▸ **Task to carry out**
Everything from the line with "Find the rear window" to the end of the data below, both lines included, should be transcribed exactly; please omit the pictures.
───── Input material ─────
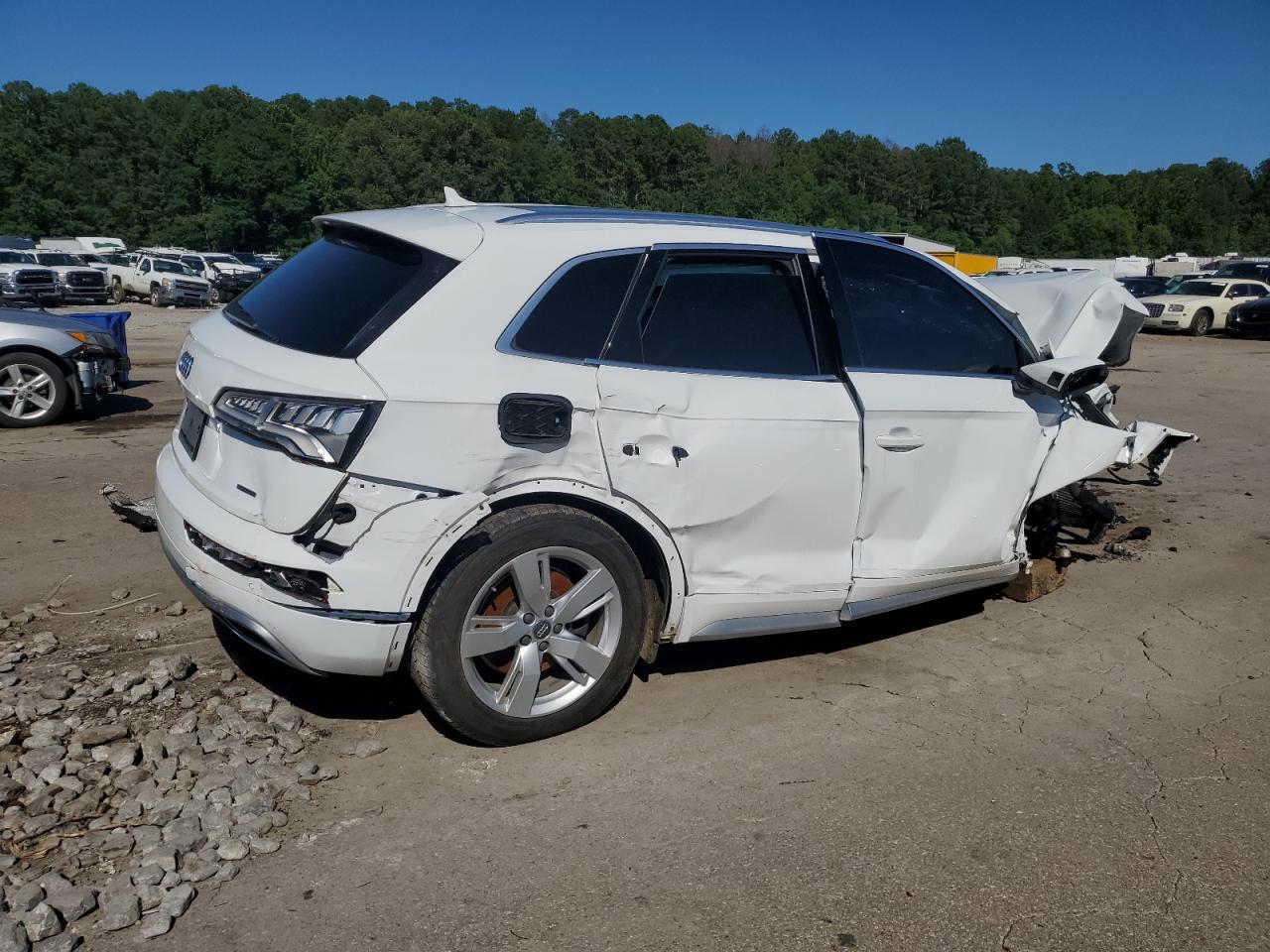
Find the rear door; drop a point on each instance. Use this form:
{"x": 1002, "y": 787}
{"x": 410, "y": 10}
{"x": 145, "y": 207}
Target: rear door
{"x": 951, "y": 451}
{"x": 720, "y": 413}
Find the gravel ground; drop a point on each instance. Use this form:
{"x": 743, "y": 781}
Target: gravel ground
{"x": 1086, "y": 772}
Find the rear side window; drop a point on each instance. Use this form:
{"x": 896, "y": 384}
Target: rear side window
{"x": 905, "y": 313}
{"x": 572, "y": 315}
{"x": 339, "y": 294}
{"x": 742, "y": 315}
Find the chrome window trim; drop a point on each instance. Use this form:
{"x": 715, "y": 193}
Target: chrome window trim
{"x": 929, "y": 373}
{"x": 522, "y": 315}
{"x": 725, "y": 248}
{"x": 707, "y": 372}
{"x": 1014, "y": 326}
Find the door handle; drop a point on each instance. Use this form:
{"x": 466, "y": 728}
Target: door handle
{"x": 901, "y": 440}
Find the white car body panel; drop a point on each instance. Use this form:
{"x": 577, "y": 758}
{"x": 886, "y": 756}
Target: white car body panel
{"x": 1067, "y": 313}
{"x": 926, "y": 440}
{"x": 790, "y": 509}
{"x": 757, "y": 451}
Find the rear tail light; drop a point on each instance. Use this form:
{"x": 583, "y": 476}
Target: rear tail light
{"x": 325, "y": 431}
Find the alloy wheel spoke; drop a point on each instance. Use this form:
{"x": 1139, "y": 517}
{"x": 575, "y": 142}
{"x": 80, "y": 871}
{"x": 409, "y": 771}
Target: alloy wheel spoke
{"x": 531, "y": 576}
{"x": 521, "y": 685}
{"x": 592, "y": 593}
{"x": 578, "y": 652}
{"x": 485, "y": 634}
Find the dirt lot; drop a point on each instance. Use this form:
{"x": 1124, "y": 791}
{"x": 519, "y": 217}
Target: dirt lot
{"x": 1087, "y": 772}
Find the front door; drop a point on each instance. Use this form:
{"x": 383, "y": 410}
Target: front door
{"x": 951, "y": 451}
{"x": 717, "y": 416}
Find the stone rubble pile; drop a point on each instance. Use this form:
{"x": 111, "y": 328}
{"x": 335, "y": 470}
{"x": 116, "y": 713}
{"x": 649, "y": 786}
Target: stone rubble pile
{"x": 125, "y": 793}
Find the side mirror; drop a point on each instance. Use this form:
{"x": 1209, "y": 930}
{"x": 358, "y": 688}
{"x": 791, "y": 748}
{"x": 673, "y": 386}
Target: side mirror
{"x": 1061, "y": 377}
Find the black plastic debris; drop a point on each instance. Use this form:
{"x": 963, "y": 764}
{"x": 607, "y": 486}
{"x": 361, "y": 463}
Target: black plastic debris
{"x": 136, "y": 512}
{"x": 1135, "y": 535}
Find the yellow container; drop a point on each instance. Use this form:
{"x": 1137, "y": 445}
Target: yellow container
{"x": 966, "y": 262}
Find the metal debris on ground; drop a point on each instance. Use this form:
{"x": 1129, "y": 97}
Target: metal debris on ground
{"x": 137, "y": 512}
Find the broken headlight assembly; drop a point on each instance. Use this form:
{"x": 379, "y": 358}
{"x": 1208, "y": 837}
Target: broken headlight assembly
{"x": 324, "y": 431}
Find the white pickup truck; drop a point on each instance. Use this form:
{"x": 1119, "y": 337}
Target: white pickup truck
{"x": 159, "y": 280}
{"x": 75, "y": 280}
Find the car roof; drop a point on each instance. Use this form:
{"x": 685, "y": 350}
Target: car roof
{"x": 457, "y": 230}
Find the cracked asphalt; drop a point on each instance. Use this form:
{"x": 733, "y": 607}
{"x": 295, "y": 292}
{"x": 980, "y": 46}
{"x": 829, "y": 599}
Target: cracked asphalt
{"x": 1084, "y": 772}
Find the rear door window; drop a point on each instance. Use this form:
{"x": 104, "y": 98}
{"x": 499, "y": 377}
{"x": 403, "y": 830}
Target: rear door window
{"x": 724, "y": 312}
{"x": 906, "y": 313}
{"x": 572, "y": 313}
{"x": 339, "y": 294}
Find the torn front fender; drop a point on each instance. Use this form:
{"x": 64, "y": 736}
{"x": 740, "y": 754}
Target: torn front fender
{"x": 1084, "y": 448}
{"x": 1152, "y": 445}
{"x": 1072, "y": 313}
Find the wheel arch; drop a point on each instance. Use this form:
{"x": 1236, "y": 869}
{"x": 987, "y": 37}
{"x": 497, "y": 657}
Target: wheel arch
{"x": 59, "y": 361}
{"x": 651, "y": 540}
{"x": 67, "y": 367}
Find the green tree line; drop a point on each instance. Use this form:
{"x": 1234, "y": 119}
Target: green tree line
{"x": 220, "y": 169}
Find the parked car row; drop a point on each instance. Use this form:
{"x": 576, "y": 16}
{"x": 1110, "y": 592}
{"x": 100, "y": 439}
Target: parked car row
{"x": 49, "y": 277}
{"x": 1202, "y": 304}
{"x": 95, "y": 271}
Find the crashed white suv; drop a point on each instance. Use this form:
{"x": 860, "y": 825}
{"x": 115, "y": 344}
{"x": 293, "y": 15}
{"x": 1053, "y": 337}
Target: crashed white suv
{"x": 518, "y": 447}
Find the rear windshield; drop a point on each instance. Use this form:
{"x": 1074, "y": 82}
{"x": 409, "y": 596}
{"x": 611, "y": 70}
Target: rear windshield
{"x": 339, "y": 294}
{"x": 1199, "y": 289}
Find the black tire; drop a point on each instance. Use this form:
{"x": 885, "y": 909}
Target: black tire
{"x": 59, "y": 391}
{"x": 1201, "y": 324}
{"x": 436, "y": 657}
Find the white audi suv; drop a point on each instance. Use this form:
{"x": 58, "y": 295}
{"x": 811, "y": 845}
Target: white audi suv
{"x": 515, "y": 448}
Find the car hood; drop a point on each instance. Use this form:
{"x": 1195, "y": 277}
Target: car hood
{"x": 1072, "y": 313}
{"x": 44, "y": 318}
{"x": 1176, "y": 299}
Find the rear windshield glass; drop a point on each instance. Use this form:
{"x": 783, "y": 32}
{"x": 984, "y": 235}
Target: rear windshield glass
{"x": 1199, "y": 289}
{"x": 339, "y": 294}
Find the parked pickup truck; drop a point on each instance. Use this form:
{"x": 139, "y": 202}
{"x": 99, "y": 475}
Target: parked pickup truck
{"x": 23, "y": 280}
{"x": 227, "y": 275}
{"x": 159, "y": 280}
{"x": 75, "y": 278}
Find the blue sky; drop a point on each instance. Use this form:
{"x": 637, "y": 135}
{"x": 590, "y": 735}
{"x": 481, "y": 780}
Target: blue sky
{"x": 1107, "y": 85}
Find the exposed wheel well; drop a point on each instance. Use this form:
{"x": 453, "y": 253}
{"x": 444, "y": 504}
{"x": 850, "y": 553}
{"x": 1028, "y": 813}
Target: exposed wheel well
{"x": 648, "y": 552}
{"x": 48, "y": 354}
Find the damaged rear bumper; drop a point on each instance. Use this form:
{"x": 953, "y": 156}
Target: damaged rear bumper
{"x": 304, "y": 636}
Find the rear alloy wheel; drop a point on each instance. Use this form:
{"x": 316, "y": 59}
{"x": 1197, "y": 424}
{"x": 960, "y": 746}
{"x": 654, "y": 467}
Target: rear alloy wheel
{"x": 33, "y": 390}
{"x": 536, "y": 631}
{"x": 1201, "y": 324}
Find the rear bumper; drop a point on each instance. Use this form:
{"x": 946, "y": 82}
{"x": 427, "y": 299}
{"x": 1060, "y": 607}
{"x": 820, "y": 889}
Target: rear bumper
{"x": 302, "y": 636}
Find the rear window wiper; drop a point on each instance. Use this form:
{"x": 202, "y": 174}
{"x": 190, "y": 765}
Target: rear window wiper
{"x": 248, "y": 322}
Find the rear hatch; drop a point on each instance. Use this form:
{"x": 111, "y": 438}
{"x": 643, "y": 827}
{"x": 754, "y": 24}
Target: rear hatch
{"x": 298, "y": 334}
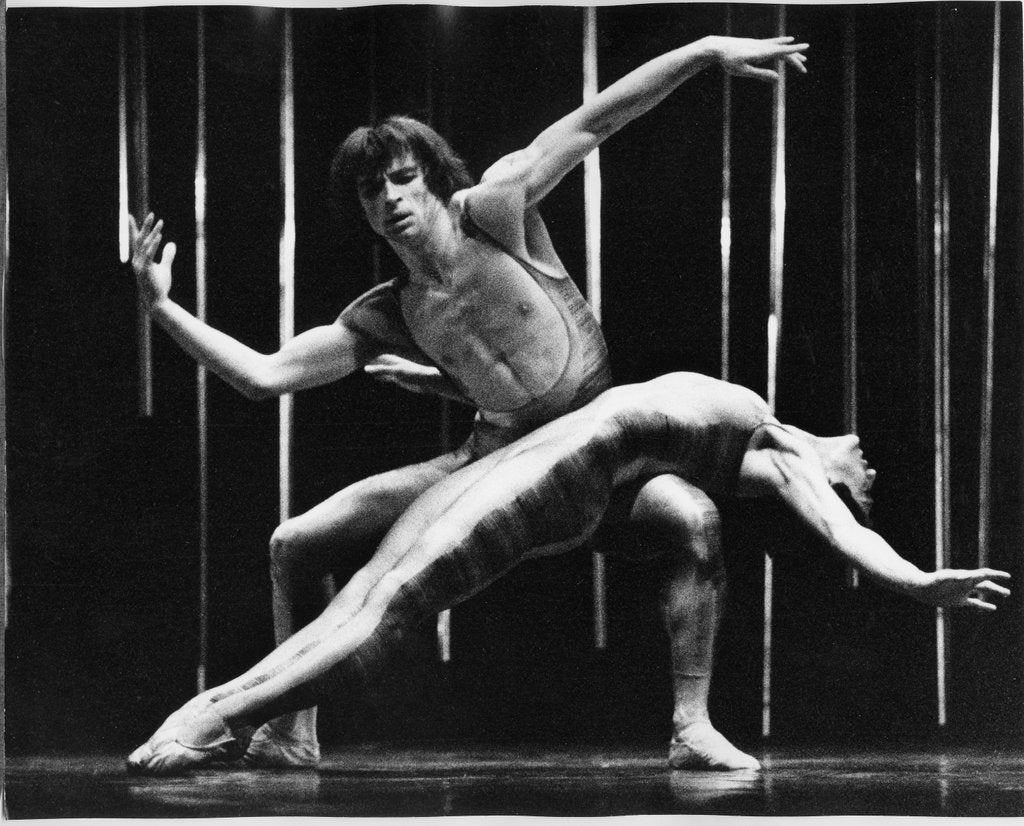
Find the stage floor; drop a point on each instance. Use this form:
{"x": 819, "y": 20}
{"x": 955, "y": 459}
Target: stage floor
─────
▸ **Result**
Find the rear window wiper; drop a point on each instance. Use this form:
{"x": 202, "y": 174}
{"x": 190, "y": 765}
Target: rear window wiper
{"x": 248, "y": 322}
Find the rear hatch; drop a point on each instance. Use this form:
{"x": 111, "y": 438}
{"x": 643, "y": 827}
{"x": 754, "y": 24}
Target: rear hatch
{"x": 298, "y": 334}
Find the stage floor; drop a point on each instance. Use this form:
{"x": 819, "y": 20}
{"x": 955, "y": 459}
Target: stage floor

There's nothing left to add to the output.